(Text excerpt Opens)

Expert discussion forums: Asking the right questions to get the most useful answers
05 November 2015 -
Everyone, sometimes, has a fiendishly complex question to answer, which no-one anywhere seems to have the answer for. But they do, oh yes they do…
In the working world, there are three types of questions. David Griffiths, founder of management consultancy K3Cubed, has developed a framework for asking the ones that will yield the most useful answers:
First, those for which there can only be one answer, for example: “What’s the safest way to turn off a nuclear power plant?” Cloud-based platforms (ie, search engines) are great for answering these.
The second type of question is more complex. These yield multiple answers, none of which are definitive, and to answer them satisfactorily you need to talk to actual people, which is where the likes of AskReddit and Quora are handy. For example: “What are the best team-building exercises to motivate my employees?” or “How can I help my staff learn a foreign language?”
Take Quora: questions are asked, answered, edited and organised by its community of users, who then “upvote” their favourite answers, thus giving you an instant sense of where the most robust solutions to your problem might lie. It’s the kind of collaborative problem-solving platform that could, in years to come, be applied to whole swathes of life.
Imagine Quora for medical diagnosis, a Quora that allowed MPs to draw on other constituency experiences when answering constituents’ questions, Quora for the law…
The possibilities are endless, and intriguing.
Then there are ‘wicked problems’. These are much more hypothetical and require multiple experts to come together or ‘swarm’ around the complex conundrum. An example might be: ‘What will the mobile phone industry look like in 10 years time?’
To answer these properly, you need a group of experts. No single person can provide an irrefutable answer, and each person could have a different theory. Swarming allows contributors to collaborate (from wherever they are) on their responses, to create a more substantial conclusion. Expert Witness is a good example, as it allows you to contact multiple industry experts at once.

(Text excerpt Closes)

List every example question that the article on expert discussion forums quotes. The listing that comes next has no connection to the article on expert discussion forums.

(Supplied material Opens)

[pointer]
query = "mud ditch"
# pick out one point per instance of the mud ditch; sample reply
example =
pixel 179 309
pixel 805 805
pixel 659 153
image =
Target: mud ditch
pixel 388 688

(Supplied material Closes)

Exercise solution:
1. "What's the safest way to turn off a nuclear power plant?"
2. "What are the best team-building exercises to motivate my employees?"
3. "How can I help my staff learn a foreign language?"
4. "What will the mobile phone industry look like in 10 years time?"